## Passage provided
========================================
WASHINGTON - The armed Taliban fighters who captured Bowe Bergdahl in southeastern Afghanistan on June 30, 2009, quickly handed him to a far more dangerous group that shuttled him between hide-outs in Pakistan’s rugged tribal belt for the next five years.
For much of that time, CIA drones trolled the skies overhead, searching for signs of the missing U.S. soldier. Until late last year, the drones fired missiles that killed hundreds of fighters and at least one senior leader from the militant group, known as the Haqqani network.
A five-month halt in the CIA drone strikes this year coincided with intensifying efforts to get Bergdahl out. His return on May 31 has freed the CIA to resume the attacks, and drones hit targets in the tribal area known as North Waziristan, where the Haqqani group is based, on Wednesday and Thursday, killing 16 militants.
U.S. officials believe the Haqqani network ultimately agreed to release Bergdahl in an exchange for five Taliban detainees from the U.S. prison at Guantanamo Bay in part because one of the five was Mohammad Nabi Omari, a relatively low-ranking Taliban official but a Haqqani associate.
The story of Bergdahl’s captivity, and the hunt to find him, is far more complex than has emerged to date. The new details raise questions about how much U.S. intelligence agencies knew of his location when they were firing drones, whether rescue attempts were ever possible, and whether Pakistan’s intelligence agency, which U.S. officials say has close ties to the Haqqani group, helped or hindered his ultimate release.
Bergdahl was admitted early Friday to Brooke Army Medical Center in San Antonio after two weeks at a U.S. military hospital in Germany. He remains in the military and it’s unclear whether he will speak publicly about his ordeal.
According to Pakistani sources close to the Haqqani network, Bergdahl was taken to North Waziristan only a few days after he wandered off Outpost Mest Malak in Afghanistan’s Paktika province. An unconfirmed report given to U.S. special operations forces said local Taliban fighters gave or sold the American to a timber merchant who then smuggled him across the border.
Bergdahl was moved at “very frequent intervals” in Pakistan, often between hide-outs in the Shawal Valley, close to the Afghan border, according to an individual with close contacts to the Haqqani network.
“He was kept as a precious treasure,” the individual said, speaking on condition of anonymity for his safety.
The sources said Bergdahl was hidden in Miram Shah, a market town that is the capital of North Waziristan, for an extended period but spent most of his captivity in heavily forested areas.
U.S. officials confirmed that Bergdahl was held in a small cell or metal cage for several weeks after he tried to escape. One report passed to the U.S. military said he was found cold and hungry, hiding in a ditch, after five days on the run in June 2010.
By multiple accounts, Bergdahl was under the control of Mullah Sangeen Zadran, one of the most influential commanders with the Haqqani network.
Sangeen was a top deputy to Sirajuddin Haqqani, who hailed from the same Zadran tribe and who now heads the extremist network founded by his late father, Jalaluddin Haqqani. But Sangeen also had close ties to other insurgent leaders on both sides of the border, making him well suited to watch over the sole U.S. prisoner of war.
========================================
## Given information
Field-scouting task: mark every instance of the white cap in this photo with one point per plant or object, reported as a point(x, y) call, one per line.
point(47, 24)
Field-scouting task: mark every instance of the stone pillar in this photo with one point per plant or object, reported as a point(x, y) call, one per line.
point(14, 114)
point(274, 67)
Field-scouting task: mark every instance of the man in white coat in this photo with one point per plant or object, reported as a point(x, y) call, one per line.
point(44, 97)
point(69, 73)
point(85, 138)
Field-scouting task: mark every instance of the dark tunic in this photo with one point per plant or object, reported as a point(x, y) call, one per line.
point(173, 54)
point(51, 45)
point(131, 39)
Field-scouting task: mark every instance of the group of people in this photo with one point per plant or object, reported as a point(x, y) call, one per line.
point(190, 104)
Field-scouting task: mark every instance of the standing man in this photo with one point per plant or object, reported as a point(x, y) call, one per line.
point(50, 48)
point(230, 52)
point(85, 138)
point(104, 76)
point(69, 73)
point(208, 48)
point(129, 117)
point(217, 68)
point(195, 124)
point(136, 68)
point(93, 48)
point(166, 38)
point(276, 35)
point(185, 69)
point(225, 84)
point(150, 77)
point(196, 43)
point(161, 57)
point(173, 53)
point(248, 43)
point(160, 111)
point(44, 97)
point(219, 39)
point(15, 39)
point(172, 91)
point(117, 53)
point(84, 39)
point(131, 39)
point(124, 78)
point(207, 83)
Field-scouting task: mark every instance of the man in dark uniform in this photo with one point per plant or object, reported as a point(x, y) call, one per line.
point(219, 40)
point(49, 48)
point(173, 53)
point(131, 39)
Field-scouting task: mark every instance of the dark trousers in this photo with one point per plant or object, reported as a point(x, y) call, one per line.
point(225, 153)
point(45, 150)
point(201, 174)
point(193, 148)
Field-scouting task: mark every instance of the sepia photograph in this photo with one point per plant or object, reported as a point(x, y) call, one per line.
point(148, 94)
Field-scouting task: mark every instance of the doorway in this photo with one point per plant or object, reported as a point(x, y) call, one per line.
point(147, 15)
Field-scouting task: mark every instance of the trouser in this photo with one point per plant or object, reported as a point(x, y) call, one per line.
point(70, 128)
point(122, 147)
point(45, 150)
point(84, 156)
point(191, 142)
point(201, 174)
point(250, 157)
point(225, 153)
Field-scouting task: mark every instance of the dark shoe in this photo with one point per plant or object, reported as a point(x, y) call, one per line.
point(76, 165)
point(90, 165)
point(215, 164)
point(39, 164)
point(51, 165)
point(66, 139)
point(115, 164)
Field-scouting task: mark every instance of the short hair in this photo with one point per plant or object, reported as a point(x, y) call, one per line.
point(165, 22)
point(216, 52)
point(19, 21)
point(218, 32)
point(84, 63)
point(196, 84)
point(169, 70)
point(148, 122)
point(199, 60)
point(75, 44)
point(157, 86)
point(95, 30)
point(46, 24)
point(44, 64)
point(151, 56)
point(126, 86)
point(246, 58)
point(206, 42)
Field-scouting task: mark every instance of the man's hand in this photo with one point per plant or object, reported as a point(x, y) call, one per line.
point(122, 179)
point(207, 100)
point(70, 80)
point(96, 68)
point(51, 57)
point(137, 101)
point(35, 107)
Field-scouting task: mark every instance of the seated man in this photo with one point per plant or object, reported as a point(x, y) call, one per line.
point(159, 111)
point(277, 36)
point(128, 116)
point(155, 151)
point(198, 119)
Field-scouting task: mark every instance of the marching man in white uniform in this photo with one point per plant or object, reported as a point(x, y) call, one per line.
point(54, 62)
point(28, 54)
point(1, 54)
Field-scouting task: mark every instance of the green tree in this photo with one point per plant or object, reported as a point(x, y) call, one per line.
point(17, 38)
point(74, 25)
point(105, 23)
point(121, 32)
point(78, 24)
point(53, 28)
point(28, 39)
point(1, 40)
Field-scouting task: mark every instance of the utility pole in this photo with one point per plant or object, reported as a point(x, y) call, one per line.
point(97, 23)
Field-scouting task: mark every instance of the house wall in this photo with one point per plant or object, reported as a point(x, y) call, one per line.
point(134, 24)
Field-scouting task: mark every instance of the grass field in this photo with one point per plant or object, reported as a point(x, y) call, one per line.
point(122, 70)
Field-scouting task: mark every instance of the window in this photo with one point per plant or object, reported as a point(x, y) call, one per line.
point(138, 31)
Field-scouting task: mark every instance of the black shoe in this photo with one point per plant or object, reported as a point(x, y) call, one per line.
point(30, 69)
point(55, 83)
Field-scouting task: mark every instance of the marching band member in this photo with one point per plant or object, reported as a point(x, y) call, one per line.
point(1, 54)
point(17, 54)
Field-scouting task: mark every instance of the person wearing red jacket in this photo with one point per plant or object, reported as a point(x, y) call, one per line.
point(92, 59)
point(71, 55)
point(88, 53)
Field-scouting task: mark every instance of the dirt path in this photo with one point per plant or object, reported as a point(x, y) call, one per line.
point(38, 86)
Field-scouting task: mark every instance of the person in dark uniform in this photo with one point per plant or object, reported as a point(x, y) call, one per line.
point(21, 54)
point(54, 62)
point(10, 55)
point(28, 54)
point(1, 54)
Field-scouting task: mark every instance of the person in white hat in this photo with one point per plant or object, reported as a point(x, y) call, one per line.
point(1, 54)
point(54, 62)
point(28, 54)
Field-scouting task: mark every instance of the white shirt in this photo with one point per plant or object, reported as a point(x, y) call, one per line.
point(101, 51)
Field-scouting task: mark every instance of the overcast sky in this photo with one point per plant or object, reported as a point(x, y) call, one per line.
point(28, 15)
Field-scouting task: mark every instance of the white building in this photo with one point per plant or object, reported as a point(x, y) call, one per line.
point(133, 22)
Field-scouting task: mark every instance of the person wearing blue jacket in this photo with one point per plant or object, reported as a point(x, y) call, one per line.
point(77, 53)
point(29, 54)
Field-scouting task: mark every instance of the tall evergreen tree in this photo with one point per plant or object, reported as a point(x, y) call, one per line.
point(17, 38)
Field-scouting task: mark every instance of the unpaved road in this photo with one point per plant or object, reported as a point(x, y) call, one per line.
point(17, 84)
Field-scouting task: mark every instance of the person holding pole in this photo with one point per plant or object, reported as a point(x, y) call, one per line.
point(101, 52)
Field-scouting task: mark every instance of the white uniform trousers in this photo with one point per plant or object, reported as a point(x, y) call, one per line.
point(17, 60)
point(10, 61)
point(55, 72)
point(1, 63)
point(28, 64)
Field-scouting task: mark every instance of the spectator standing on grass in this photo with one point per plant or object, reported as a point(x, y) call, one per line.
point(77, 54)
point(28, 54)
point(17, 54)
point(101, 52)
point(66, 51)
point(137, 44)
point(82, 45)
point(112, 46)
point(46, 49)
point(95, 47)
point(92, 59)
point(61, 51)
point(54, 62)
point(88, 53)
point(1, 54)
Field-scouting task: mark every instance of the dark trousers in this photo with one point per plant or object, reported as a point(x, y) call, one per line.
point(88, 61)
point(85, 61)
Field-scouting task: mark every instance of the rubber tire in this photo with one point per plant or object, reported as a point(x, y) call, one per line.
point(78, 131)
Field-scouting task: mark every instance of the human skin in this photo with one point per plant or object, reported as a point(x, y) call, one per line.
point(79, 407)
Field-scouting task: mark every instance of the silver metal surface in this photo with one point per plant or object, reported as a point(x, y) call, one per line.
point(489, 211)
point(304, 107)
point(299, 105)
========================================
## Task objective
How would you put this sentence from the article on Bowe Bergdahl's captivity into Spanish: "“He was kept as a precious treasure,” the individual said, speaking on condition of anonymity for his safety." Nothing here draws on the records.

## Exercise result
«Lo mantenían como un tesoro precioso», dijo la persona, que habló bajo condición de anonimato por su seguridad.